Pull out every line from the listing that has the word "damselfly".
··· Supplied material
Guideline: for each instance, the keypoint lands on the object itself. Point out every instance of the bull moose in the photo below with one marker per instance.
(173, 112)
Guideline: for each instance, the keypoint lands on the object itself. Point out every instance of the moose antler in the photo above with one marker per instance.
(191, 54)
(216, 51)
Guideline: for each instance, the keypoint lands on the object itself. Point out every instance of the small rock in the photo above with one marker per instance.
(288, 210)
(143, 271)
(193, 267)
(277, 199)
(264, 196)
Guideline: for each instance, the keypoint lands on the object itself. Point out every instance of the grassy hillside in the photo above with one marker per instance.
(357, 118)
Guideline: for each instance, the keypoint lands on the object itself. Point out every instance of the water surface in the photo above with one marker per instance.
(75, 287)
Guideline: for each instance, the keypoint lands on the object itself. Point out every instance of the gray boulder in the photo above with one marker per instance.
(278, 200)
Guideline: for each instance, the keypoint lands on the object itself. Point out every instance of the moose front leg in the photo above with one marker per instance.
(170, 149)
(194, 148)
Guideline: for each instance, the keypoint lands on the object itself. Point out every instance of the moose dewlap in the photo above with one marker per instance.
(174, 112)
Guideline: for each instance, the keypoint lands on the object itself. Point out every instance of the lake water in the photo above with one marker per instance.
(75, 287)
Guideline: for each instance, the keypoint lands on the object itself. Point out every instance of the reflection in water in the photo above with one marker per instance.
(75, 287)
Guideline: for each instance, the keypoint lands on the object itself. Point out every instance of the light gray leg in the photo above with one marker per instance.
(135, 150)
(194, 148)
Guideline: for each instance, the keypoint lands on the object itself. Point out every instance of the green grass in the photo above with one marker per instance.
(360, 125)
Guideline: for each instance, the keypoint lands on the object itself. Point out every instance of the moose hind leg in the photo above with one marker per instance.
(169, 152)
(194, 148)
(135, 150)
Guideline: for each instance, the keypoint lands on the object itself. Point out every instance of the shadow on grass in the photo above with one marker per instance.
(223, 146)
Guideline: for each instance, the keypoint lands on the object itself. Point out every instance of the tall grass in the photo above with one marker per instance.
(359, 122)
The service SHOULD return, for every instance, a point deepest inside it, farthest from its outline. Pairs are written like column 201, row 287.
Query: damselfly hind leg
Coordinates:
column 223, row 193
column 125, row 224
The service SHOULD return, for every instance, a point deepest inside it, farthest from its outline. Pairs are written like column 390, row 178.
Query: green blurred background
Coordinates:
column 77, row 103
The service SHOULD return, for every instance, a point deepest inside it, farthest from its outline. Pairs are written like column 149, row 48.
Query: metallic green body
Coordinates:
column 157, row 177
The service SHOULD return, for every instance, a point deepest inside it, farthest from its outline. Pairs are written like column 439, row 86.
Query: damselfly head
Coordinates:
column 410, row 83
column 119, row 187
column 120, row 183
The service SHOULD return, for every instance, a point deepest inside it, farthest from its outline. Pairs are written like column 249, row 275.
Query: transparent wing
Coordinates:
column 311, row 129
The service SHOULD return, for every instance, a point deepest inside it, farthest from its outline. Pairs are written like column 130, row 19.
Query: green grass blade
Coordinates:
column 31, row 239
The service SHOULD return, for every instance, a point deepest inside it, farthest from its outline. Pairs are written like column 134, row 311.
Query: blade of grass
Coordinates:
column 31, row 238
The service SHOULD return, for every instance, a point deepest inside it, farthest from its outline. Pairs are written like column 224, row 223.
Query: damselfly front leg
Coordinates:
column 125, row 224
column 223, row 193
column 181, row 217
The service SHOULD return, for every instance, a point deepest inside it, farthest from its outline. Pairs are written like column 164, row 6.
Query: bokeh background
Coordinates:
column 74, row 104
······
● **The completed task**
Query: damselfly hind leg
Query: damselfly head
Query: damselfly front leg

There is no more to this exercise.